> [The task]:
Begin at the line that holds "of the fingers" and retype every line through the end of the material, both included. Leave out the pictures.

> [Given records]:
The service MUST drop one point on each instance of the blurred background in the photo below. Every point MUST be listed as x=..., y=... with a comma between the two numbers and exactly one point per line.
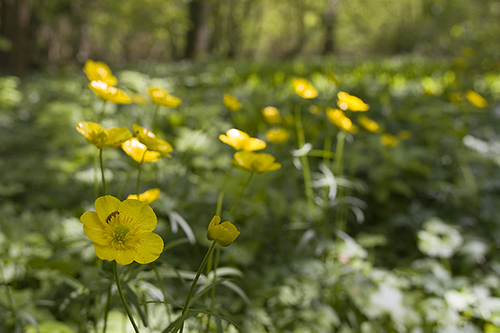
x=401, y=235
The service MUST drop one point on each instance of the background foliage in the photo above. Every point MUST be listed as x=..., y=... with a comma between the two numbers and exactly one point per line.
x=418, y=251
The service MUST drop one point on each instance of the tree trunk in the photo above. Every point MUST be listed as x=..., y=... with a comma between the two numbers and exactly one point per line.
x=198, y=35
x=15, y=26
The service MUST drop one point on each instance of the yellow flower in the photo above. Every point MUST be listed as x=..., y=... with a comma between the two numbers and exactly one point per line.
x=139, y=152
x=272, y=115
x=277, y=135
x=96, y=134
x=240, y=140
x=161, y=97
x=350, y=102
x=148, y=197
x=404, y=135
x=99, y=71
x=475, y=99
x=231, y=102
x=255, y=162
x=389, y=140
x=337, y=117
x=151, y=141
x=123, y=231
x=369, y=124
x=304, y=88
x=224, y=233
x=109, y=93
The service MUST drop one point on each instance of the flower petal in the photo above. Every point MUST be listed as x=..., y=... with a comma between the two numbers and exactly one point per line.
x=149, y=248
x=142, y=215
x=94, y=229
x=106, y=205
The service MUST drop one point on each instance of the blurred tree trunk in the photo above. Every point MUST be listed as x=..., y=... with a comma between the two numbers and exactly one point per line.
x=198, y=35
x=15, y=26
x=329, y=22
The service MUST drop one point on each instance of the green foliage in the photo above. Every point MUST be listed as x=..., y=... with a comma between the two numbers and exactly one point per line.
x=417, y=252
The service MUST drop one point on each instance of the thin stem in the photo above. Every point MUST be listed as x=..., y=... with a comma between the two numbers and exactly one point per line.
x=96, y=180
x=241, y=194
x=160, y=283
x=193, y=285
x=104, y=189
x=305, y=163
x=122, y=297
x=101, y=114
x=338, y=166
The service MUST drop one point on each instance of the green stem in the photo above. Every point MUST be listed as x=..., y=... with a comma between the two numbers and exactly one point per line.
x=104, y=189
x=240, y=194
x=160, y=283
x=101, y=114
x=122, y=297
x=193, y=285
x=305, y=163
x=339, y=155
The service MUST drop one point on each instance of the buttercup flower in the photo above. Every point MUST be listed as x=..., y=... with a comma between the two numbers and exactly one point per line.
x=255, y=162
x=96, y=134
x=163, y=98
x=99, y=71
x=369, y=124
x=350, y=102
x=240, y=140
x=148, y=138
x=232, y=102
x=337, y=117
x=123, y=231
x=389, y=140
x=272, y=115
x=475, y=99
x=109, y=93
x=224, y=233
x=277, y=135
x=148, y=197
x=304, y=88
x=139, y=152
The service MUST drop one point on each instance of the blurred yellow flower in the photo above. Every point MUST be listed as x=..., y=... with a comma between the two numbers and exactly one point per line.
x=148, y=138
x=109, y=93
x=277, y=135
x=96, y=134
x=304, y=88
x=99, y=71
x=224, y=233
x=404, y=135
x=148, y=197
x=350, y=102
x=123, y=231
x=255, y=162
x=139, y=99
x=161, y=97
x=338, y=118
x=240, y=140
x=389, y=140
x=232, y=102
x=475, y=99
x=139, y=152
x=369, y=124
x=272, y=115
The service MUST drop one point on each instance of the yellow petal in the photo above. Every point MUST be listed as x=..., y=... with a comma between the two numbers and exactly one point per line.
x=94, y=228
x=144, y=218
x=149, y=248
x=105, y=206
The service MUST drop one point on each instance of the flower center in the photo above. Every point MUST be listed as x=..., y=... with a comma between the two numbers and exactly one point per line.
x=121, y=231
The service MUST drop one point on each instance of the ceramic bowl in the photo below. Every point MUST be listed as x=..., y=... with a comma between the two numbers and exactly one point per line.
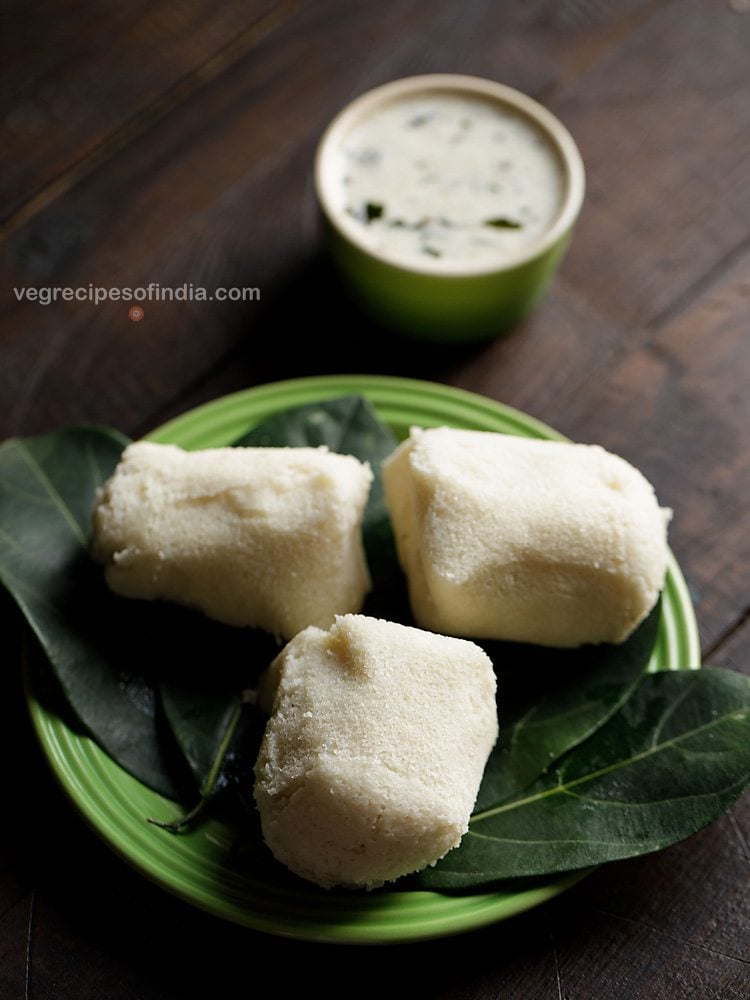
x=417, y=292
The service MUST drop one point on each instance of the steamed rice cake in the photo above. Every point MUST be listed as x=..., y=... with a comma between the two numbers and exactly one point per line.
x=265, y=537
x=535, y=541
x=372, y=758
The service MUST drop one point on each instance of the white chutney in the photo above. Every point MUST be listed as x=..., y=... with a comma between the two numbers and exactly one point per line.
x=447, y=177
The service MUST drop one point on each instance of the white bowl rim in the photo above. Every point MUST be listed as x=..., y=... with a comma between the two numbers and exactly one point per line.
x=556, y=133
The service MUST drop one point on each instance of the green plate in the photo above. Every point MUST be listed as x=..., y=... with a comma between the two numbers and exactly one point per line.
x=198, y=866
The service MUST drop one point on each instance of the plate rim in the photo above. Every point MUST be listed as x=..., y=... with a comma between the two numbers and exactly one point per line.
x=487, y=907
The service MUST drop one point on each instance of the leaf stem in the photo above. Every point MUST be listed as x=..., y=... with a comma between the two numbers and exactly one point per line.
x=207, y=789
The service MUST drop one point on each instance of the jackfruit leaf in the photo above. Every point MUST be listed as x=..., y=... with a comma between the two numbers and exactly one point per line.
x=47, y=489
x=547, y=710
x=669, y=762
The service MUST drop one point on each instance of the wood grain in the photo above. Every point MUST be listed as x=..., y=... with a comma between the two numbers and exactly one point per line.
x=662, y=124
x=97, y=69
x=189, y=202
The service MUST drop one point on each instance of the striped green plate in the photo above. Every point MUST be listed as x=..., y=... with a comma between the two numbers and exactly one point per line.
x=198, y=866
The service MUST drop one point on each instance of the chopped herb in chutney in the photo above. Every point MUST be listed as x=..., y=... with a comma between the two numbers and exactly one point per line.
x=447, y=199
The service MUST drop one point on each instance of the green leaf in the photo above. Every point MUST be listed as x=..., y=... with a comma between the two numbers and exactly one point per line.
x=47, y=489
x=503, y=223
x=547, y=710
x=670, y=762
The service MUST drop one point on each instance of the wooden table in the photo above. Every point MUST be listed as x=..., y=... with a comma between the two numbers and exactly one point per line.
x=172, y=143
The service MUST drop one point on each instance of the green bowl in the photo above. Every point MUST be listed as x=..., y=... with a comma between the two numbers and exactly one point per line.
x=447, y=300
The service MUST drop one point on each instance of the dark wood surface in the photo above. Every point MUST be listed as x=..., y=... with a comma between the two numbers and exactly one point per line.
x=172, y=142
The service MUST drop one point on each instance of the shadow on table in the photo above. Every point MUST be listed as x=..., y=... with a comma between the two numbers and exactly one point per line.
x=307, y=324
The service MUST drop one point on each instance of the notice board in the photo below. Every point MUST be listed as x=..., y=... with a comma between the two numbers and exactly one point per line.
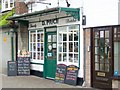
x=71, y=75
x=60, y=73
x=12, y=68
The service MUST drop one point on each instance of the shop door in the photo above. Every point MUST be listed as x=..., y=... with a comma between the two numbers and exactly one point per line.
x=50, y=54
x=101, y=58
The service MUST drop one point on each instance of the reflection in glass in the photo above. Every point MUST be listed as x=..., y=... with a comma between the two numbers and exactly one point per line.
x=54, y=38
x=76, y=58
x=34, y=55
x=106, y=54
x=38, y=37
x=42, y=37
x=64, y=47
x=38, y=56
x=34, y=46
x=64, y=57
x=106, y=34
x=76, y=37
x=60, y=37
x=70, y=46
x=101, y=67
x=75, y=46
x=107, y=67
x=30, y=37
x=64, y=37
x=96, y=42
x=42, y=56
x=101, y=34
x=96, y=66
x=60, y=57
x=34, y=37
x=60, y=48
x=107, y=42
x=54, y=53
x=49, y=38
x=96, y=58
x=96, y=50
x=70, y=57
x=70, y=36
x=96, y=34
x=41, y=46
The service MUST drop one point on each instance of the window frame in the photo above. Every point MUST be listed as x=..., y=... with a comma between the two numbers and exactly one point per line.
x=36, y=42
x=67, y=52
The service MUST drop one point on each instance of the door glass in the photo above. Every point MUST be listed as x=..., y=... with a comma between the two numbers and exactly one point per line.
x=96, y=66
x=107, y=67
x=106, y=34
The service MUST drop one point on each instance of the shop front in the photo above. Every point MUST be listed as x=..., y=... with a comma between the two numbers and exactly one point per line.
x=104, y=59
x=54, y=38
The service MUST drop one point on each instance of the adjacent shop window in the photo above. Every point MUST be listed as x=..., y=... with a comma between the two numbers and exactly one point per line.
x=68, y=44
x=36, y=45
x=117, y=51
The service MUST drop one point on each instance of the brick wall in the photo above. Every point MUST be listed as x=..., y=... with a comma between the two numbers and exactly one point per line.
x=20, y=7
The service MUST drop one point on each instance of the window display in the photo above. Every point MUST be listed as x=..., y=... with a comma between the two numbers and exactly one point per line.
x=68, y=44
x=36, y=44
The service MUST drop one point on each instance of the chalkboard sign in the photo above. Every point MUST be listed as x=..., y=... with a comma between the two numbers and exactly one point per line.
x=12, y=68
x=60, y=73
x=71, y=75
x=23, y=64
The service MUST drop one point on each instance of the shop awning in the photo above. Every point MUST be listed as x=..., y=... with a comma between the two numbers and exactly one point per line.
x=74, y=12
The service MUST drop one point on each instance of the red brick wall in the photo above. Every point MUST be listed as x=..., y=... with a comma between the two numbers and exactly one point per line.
x=20, y=7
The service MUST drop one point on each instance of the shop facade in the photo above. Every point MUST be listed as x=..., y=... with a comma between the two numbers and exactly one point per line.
x=103, y=50
x=53, y=38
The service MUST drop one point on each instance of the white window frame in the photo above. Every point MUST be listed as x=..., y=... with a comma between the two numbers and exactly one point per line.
x=67, y=32
x=41, y=42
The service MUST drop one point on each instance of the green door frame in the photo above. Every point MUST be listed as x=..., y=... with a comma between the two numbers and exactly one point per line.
x=45, y=48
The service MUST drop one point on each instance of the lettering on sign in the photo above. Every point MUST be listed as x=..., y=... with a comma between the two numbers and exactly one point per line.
x=50, y=22
x=70, y=20
x=32, y=25
x=100, y=74
x=101, y=79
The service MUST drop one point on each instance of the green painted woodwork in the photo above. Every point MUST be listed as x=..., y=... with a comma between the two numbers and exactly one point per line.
x=50, y=61
x=3, y=18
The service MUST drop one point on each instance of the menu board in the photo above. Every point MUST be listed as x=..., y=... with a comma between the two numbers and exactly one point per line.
x=60, y=73
x=23, y=64
x=71, y=75
x=12, y=68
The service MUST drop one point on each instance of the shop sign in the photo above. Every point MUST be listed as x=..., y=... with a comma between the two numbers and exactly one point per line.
x=12, y=68
x=101, y=74
x=70, y=20
x=50, y=21
x=60, y=73
x=71, y=75
x=33, y=25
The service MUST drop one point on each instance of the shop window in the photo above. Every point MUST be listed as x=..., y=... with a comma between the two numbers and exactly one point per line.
x=36, y=45
x=11, y=3
x=68, y=44
x=117, y=51
x=6, y=4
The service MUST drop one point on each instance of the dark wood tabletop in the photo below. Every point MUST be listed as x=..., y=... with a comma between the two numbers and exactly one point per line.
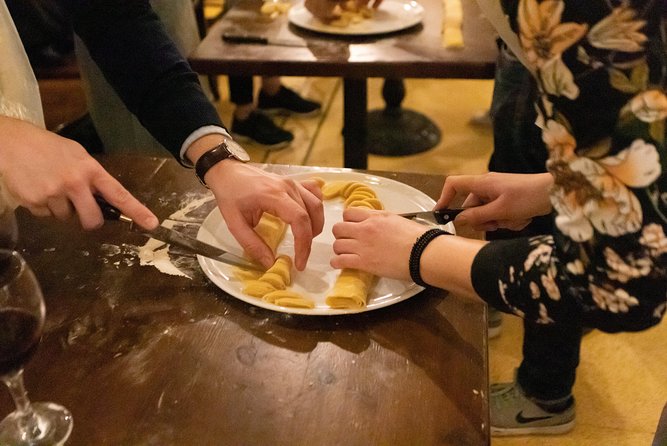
x=145, y=358
x=416, y=52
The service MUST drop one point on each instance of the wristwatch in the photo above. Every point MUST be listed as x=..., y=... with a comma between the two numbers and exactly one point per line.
x=224, y=150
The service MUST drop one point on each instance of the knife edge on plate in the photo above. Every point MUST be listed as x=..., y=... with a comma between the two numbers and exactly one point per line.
x=185, y=242
x=439, y=216
x=261, y=40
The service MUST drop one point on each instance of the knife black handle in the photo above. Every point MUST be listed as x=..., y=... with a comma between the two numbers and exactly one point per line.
x=109, y=211
x=245, y=38
x=444, y=216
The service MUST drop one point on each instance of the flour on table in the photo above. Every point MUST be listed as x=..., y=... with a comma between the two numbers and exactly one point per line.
x=156, y=253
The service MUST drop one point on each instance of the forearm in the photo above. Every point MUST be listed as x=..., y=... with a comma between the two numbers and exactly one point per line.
x=447, y=262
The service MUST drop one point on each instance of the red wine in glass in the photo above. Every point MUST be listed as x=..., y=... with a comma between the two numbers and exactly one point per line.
x=20, y=332
x=22, y=315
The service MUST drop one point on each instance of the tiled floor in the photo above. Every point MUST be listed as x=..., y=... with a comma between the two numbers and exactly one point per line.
x=622, y=381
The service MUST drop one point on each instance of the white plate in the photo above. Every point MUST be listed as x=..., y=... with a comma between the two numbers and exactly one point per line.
x=318, y=278
x=391, y=16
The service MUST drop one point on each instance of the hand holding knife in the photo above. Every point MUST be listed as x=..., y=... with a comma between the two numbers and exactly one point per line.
x=189, y=244
x=440, y=216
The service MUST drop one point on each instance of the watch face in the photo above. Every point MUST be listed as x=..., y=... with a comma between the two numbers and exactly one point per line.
x=237, y=151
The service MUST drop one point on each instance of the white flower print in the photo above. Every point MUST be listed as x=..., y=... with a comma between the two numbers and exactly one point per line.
x=619, y=31
x=550, y=286
x=660, y=311
x=542, y=35
x=538, y=256
x=653, y=237
x=614, y=301
x=594, y=194
x=571, y=220
x=576, y=267
x=624, y=271
x=636, y=166
x=649, y=106
x=557, y=79
x=558, y=140
x=544, y=316
x=534, y=290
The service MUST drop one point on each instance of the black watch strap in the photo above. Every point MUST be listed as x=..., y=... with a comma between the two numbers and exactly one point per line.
x=210, y=159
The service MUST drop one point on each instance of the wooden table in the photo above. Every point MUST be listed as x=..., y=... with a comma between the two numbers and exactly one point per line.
x=145, y=358
x=412, y=53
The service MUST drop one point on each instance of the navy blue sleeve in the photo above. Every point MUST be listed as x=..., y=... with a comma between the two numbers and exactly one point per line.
x=139, y=60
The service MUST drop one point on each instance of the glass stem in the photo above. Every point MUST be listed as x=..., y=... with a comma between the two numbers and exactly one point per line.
x=27, y=418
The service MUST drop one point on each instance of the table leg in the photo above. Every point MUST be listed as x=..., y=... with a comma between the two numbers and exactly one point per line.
x=355, y=104
x=396, y=131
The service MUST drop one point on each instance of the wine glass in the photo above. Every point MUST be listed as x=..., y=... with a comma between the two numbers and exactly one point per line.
x=21, y=323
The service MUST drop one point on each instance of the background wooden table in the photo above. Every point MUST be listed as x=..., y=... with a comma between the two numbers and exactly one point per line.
x=413, y=53
x=145, y=358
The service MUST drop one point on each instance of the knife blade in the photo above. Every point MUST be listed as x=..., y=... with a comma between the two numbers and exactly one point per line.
x=261, y=40
x=440, y=216
x=172, y=237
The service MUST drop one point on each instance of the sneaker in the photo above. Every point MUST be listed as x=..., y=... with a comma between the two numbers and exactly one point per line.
x=287, y=102
x=261, y=130
x=495, y=322
x=482, y=119
x=514, y=413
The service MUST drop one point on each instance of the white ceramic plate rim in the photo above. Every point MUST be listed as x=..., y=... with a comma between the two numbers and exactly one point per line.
x=391, y=16
x=396, y=197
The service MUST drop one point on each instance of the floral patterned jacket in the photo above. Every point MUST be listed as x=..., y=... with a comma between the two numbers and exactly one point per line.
x=601, y=72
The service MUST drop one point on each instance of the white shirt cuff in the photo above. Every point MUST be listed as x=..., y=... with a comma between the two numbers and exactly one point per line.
x=201, y=131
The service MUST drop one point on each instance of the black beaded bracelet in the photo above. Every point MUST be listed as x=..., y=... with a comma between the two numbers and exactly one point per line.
x=417, y=250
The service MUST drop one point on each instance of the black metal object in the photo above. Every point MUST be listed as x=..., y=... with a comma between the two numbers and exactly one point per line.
x=396, y=131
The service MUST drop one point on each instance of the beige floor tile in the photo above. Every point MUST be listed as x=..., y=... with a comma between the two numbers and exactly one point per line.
x=620, y=390
x=622, y=380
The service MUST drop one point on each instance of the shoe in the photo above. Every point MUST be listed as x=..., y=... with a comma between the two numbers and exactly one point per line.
x=482, y=119
x=495, y=322
x=514, y=413
x=287, y=102
x=261, y=130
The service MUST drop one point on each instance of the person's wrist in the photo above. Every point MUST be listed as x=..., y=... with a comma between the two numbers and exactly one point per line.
x=417, y=251
x=203, y=145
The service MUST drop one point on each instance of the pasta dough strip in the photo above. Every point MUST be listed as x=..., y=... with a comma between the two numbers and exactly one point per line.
x=452, y=22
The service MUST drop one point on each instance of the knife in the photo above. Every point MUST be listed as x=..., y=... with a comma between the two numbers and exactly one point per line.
x=185, y=242
x=261, y=40
x=440, y=216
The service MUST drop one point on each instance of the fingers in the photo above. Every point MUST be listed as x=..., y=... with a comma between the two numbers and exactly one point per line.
x=311, y=194
x=356, y=214
x=251, y=243
x=60, y=207
x=345, y=261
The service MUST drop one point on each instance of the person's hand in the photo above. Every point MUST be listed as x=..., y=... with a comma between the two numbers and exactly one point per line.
x=499, y=200
x=363, y=237
x=244, y=192
x=54, y=176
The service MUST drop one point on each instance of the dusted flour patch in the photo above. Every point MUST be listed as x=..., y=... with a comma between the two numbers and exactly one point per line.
x=157, y=254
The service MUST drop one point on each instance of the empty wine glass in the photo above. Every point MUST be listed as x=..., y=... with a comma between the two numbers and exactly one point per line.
x=21, y=323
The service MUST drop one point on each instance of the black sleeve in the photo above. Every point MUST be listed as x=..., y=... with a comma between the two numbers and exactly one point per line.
x=128, y=42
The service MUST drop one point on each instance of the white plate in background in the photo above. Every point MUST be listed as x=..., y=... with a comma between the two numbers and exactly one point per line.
x=391, y=16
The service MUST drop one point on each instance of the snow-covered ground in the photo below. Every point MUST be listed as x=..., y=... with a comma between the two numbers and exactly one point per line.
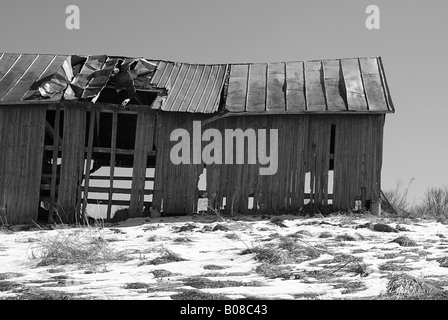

> [Exercise result]:
The service MUST drop one point on each instance of the fingers in the photo above. Every point MUST be listed as x=..., y=... with a comma between the two numbers and exactly one point per line.
x=311, y=194
x=356, y=214
x=251, y=243
x=60, y=207
x=345, y=261
The service MUST drop one point on each instance of the person's hand in the photo above. Every point MUST be listed as x=..., y=... with a comma between the two numbers and exactly one point per line.
x=499, y=200
x=363, y=237
x=244, y=192
x=54, y=176
The service MUST drop one point on each instance of the dusted flour patch in the photo above. Every point MUST be listed as x=..., y=... with a comma between the two numbers and exactly one point per line.
x=157, y=254
The service MUST drop one point on each instance of the empty wine glass in the photo above. Every point MUST be listed as x=..., y=... with a comma between the two numbers and exactly one point per line.
x=21, y=323
The service MUST drop one point on each instance of the black sleeve in the photo above. Every point MUST be listed as x=..., y=... with a comma between the two numbers and exactly one point per line.
x=128, y=42
The service MUST drop one point on each instance of the white plate in background in the photo above. Every point MUST be listed as x=..., y=... with a comma between the two numbers and exactly one point per line.
x=391, y=16
The service MUST drop one point on each instance of the snow-covered ground in the photo below. Every point MUST be listed as x=..., y=... with a comma between the two numbers and exactly one point per line.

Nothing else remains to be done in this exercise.